◆ **Written problem**
Reproduce the passage on JayC Food Stores word for word, from "The company's grocery" up to and including "(JayC's discount banner).".

◆ **Passage**
American supermarket chain

JayC Food Stores is an American supermarket chain based in Seymour, Indiana. As of May 2021, the chain operates 64 stores in Southern Indiana. JayC has been a division of Kroger since 1999.

==History==
===Early history===
JayC was founded in 1863 by Swiss immigrant John C. Groub, who, with his wife Elizabeth, opened the chain's first store on South Chestnut Street in the city of Seymour. The success of the business allowed them to move to larger premises in 1871 and add a wholesale department. Profits by 1885 had reached US$80,000.
John C. Groub died in 1888, passing the management of the company to his son Theodore and his son-in-law William Masters, an experienced grocer. Theodore later handed the running of the company to his sons Thomas and John.

The company's grocery wholesale business waned in the 1910s and 1920s, prompting the company to concentrate more on retail. Under the name of JayC Food Store of Scottsburg, adopted in 1927, the company grew to a peak of 44 retail locations in the 1940s. From the 1960s to the 1980s, JayC reduced the number of locations it operated and expanded the size of those it kept to offer a wider selection of foods. By 1994, JayC had 900 employees, and by 1997 had grown to more than 2,700, making it the largest private retail employer in Indiana. By the end of 1998, the company operated 30 stores, including three Foods Plus locations and three Ruler Foods store locations (JayC's discount banner).

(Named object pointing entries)
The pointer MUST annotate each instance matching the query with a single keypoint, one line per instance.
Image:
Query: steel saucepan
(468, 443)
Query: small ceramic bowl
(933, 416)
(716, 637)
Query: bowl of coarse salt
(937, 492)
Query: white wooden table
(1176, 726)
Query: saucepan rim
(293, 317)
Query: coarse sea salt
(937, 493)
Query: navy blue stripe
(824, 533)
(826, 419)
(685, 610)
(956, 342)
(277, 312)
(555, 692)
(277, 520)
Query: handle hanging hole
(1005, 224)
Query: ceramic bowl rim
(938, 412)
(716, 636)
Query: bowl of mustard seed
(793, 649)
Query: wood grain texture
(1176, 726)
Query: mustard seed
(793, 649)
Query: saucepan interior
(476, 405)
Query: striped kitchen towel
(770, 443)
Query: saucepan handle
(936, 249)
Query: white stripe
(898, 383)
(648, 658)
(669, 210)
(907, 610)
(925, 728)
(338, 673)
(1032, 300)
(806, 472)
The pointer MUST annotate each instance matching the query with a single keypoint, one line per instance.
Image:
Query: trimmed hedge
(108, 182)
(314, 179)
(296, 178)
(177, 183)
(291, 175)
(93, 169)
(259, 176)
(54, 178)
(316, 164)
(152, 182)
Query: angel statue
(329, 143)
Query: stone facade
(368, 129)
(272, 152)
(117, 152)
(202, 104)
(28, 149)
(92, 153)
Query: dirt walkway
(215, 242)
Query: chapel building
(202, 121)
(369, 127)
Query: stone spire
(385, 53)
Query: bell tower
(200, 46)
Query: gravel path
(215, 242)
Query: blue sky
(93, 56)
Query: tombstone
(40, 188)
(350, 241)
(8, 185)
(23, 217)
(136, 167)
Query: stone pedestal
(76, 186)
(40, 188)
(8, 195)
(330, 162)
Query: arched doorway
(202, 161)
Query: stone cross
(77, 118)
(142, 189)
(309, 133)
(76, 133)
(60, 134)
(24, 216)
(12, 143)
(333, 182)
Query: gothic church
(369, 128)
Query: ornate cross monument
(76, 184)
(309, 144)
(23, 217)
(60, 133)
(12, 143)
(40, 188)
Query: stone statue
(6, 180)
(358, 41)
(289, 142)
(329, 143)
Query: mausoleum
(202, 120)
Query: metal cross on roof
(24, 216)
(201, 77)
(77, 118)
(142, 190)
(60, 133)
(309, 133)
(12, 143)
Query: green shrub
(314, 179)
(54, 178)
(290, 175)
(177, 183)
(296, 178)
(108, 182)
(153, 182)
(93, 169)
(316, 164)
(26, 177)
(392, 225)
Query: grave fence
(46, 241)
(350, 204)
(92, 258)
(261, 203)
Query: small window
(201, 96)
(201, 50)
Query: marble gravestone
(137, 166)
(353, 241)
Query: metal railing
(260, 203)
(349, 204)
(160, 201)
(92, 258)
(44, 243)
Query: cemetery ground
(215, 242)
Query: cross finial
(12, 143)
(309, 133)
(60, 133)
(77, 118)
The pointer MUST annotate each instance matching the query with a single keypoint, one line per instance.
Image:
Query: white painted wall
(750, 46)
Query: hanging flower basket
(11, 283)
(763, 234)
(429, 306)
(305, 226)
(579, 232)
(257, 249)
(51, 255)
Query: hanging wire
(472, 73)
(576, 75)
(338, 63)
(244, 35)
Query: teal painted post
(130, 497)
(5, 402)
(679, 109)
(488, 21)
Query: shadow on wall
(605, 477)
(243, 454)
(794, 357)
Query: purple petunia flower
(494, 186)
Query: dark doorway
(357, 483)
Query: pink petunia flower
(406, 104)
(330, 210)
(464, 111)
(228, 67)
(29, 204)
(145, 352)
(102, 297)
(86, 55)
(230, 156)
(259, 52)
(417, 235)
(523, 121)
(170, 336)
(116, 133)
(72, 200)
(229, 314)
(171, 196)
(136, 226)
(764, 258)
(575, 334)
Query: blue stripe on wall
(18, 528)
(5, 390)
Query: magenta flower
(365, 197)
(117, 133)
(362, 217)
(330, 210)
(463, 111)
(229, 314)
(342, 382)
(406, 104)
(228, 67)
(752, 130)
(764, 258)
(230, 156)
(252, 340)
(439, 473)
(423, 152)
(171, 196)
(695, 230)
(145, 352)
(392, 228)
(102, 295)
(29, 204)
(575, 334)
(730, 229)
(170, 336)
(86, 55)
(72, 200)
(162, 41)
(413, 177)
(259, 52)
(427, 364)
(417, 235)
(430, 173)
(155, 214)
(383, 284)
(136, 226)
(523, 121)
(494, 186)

◆ **Solution to this exercise**
The company's grocery wholesale business waned in the 1910s and 1920s, prompting the company to concentrate more on retail. Under the name of JayC Food Store of Scottsburg, adopted in 1927, the company grew to a peak of 44 retail locations in the 1940s. From the 1960s to the 1980s, JayC reduced the number of locations it operated and expanded the size of those it kept to offer a wider selection of foods. By 1994, JayC had 900 employees, and by 1997 had grown to more than 2,700, making it the largest private retail employer in Indiana. By the end of 1998, the company operated 30 stores, including three Foods Plus locations and three Ruler Foods store locations (JayC's discount banner).